La présentation des Corbeaux à la commission, et de celle-ci aux Corbeaux, est dans les mœurs américaines, qui tiennent en cela de celles des Anglais. Aux États-Unis, avant de parler à quelqu'un, il faut lui avoir été présenté.
Pendant que cette double présentation a lieu, les Corbeaux font entendre le cri sourd: A'hou! qui sert à la fois de salut chez l'Indien des prairies et de signe d'approbation. En même temps, le calumet circule de bouche en bouche, tandis que les sachems muets, immobiles, semblent en apparence indifférents.

- Consigne 1: Dans l'extrait sur les Corbeaux, quels sont tous les adjectifs qui décrivent les sachems ?

- Données brutes:
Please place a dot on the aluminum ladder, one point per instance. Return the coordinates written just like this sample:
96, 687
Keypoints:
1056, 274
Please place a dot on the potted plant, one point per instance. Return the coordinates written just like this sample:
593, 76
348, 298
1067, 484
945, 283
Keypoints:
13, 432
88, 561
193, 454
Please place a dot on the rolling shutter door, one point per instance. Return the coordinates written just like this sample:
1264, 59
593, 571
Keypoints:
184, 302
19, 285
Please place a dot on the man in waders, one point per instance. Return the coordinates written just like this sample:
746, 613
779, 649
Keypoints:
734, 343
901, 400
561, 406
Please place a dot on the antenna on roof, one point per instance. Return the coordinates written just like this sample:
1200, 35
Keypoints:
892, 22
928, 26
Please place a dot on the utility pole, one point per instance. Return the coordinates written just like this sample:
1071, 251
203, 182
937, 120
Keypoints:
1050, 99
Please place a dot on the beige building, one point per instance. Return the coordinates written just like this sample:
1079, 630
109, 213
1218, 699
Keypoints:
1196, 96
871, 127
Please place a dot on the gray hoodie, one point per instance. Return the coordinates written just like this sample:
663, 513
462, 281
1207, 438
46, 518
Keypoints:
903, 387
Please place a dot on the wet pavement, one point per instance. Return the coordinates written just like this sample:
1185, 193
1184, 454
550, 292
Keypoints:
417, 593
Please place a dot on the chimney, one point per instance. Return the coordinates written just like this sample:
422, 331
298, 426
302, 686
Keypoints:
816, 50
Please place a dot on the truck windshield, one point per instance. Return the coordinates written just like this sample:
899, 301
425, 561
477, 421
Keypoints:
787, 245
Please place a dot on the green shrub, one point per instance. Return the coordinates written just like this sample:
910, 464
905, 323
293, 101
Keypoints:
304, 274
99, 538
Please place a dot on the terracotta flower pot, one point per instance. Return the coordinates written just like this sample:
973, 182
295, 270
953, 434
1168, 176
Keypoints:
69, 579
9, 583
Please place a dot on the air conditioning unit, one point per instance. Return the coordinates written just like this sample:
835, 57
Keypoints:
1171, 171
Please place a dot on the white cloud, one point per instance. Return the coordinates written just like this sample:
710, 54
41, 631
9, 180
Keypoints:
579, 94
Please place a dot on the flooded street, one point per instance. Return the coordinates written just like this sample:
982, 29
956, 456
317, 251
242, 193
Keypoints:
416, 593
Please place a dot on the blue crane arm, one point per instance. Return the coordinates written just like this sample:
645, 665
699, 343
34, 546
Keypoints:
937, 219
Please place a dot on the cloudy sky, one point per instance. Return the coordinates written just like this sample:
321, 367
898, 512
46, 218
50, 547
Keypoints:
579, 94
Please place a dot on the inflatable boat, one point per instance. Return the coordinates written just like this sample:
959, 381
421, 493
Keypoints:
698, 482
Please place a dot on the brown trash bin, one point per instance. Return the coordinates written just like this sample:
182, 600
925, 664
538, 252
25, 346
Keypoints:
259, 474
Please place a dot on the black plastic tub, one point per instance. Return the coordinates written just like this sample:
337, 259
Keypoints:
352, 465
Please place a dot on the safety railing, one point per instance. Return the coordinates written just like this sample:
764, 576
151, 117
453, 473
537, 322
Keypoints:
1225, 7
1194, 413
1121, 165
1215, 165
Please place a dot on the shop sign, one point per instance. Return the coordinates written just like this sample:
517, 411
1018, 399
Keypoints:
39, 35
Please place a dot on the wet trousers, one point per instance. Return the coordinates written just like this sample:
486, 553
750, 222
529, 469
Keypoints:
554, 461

* * *

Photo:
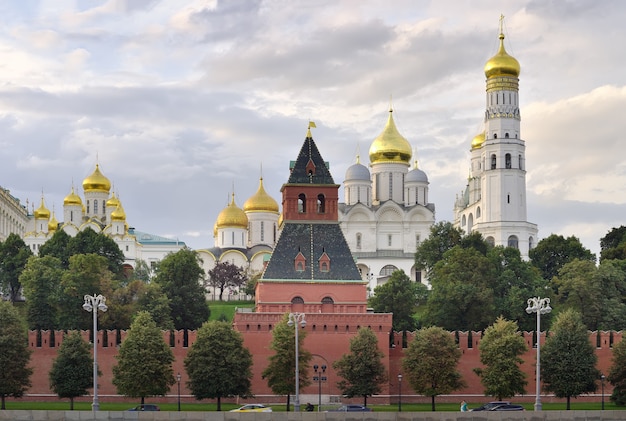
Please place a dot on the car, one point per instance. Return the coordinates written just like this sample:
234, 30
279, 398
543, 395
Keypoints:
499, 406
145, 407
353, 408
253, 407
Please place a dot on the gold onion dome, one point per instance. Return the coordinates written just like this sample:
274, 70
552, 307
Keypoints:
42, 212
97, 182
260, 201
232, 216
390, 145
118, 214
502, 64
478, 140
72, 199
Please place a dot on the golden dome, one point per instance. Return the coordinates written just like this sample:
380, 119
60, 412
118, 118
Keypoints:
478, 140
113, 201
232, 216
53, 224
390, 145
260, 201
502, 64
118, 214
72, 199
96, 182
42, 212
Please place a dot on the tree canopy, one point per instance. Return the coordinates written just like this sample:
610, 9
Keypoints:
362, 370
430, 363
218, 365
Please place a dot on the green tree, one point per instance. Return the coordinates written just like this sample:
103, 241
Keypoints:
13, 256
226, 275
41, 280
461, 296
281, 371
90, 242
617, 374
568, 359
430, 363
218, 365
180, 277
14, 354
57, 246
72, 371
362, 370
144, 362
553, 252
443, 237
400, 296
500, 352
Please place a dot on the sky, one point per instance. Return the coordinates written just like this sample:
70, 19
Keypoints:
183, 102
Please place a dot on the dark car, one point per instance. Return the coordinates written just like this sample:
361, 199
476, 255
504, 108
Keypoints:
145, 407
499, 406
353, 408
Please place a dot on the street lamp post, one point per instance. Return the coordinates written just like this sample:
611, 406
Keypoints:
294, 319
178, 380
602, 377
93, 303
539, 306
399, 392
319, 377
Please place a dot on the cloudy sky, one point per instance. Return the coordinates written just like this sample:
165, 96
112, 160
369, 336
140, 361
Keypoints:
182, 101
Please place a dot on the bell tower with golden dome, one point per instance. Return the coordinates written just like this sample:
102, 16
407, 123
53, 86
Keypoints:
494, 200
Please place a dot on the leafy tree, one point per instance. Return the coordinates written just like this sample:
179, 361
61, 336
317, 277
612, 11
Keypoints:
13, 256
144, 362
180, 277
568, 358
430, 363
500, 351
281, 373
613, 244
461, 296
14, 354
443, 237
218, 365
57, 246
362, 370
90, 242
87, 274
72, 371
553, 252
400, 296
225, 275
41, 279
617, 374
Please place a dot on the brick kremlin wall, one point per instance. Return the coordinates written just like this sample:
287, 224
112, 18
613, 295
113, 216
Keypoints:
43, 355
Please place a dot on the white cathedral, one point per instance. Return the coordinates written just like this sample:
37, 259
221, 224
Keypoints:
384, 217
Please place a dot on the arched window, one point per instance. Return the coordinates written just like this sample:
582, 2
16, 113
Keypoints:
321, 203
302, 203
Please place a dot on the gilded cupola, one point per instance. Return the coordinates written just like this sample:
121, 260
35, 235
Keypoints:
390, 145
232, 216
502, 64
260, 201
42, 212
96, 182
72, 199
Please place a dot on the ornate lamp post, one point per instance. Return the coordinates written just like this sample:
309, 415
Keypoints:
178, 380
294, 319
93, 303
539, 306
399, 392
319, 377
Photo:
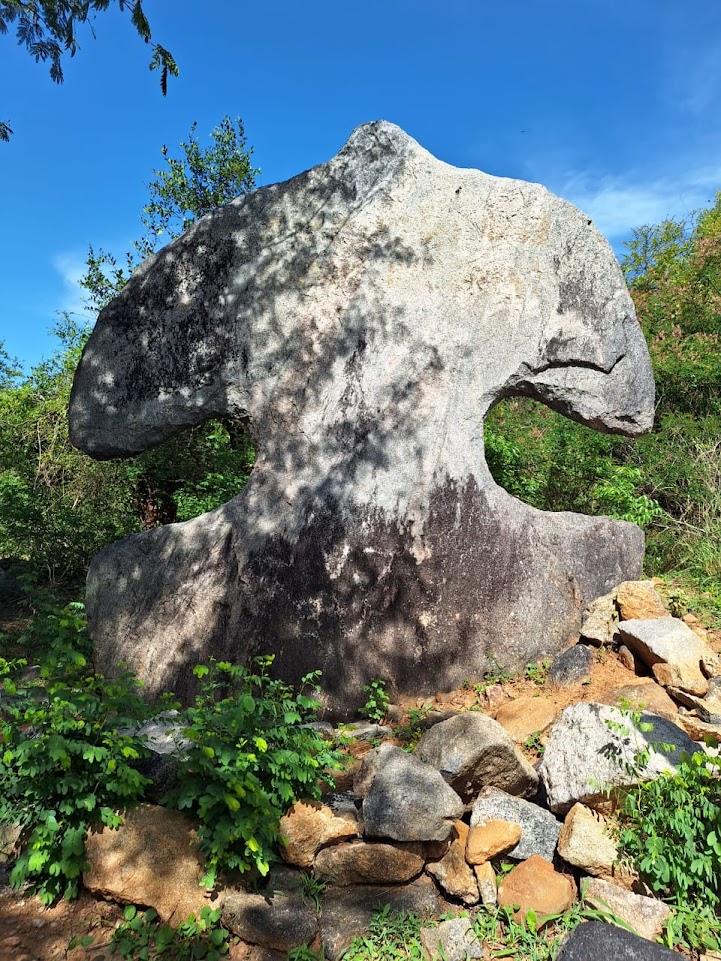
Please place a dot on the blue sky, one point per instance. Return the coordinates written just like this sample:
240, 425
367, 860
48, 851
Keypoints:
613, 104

* * *

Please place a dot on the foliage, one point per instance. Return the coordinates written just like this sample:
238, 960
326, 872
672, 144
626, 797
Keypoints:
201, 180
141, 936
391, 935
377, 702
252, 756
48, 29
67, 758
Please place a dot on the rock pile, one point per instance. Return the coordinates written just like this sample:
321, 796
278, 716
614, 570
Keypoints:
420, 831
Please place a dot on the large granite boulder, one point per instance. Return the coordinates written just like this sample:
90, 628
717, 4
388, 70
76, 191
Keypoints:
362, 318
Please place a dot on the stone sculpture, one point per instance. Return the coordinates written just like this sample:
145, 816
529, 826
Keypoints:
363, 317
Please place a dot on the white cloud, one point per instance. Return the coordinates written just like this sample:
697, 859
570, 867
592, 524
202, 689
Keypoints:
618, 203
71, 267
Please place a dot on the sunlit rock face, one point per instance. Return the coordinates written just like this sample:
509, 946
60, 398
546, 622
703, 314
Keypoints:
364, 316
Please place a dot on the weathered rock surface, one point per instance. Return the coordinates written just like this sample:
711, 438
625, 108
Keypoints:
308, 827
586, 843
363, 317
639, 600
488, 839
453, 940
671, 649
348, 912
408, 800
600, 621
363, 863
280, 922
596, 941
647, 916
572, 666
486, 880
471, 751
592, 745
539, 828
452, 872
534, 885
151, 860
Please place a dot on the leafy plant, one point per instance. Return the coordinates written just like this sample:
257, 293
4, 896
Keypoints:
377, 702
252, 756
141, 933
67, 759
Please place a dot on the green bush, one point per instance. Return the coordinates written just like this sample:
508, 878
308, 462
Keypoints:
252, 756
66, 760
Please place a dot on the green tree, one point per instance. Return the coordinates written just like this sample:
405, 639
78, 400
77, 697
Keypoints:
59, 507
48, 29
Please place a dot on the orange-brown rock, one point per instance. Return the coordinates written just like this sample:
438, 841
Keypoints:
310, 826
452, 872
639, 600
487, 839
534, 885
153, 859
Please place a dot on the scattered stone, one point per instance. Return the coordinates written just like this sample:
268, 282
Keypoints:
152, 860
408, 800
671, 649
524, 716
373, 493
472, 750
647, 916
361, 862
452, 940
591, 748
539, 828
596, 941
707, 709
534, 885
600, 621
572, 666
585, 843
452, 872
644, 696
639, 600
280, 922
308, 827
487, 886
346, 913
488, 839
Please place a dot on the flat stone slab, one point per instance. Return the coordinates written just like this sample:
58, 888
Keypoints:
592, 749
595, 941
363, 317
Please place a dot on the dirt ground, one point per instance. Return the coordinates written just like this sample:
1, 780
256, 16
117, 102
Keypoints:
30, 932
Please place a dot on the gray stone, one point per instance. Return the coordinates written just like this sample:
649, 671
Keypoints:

- Consigne 2: Parmi les lignes ci-dessus, combien contiennent la chaîne "dome" ? Répondez par le nombre seul, en tenant compte de la casse.

- Réponse attendue 1: muets, immobiles, indifférents

- Réponse attendue 2: 3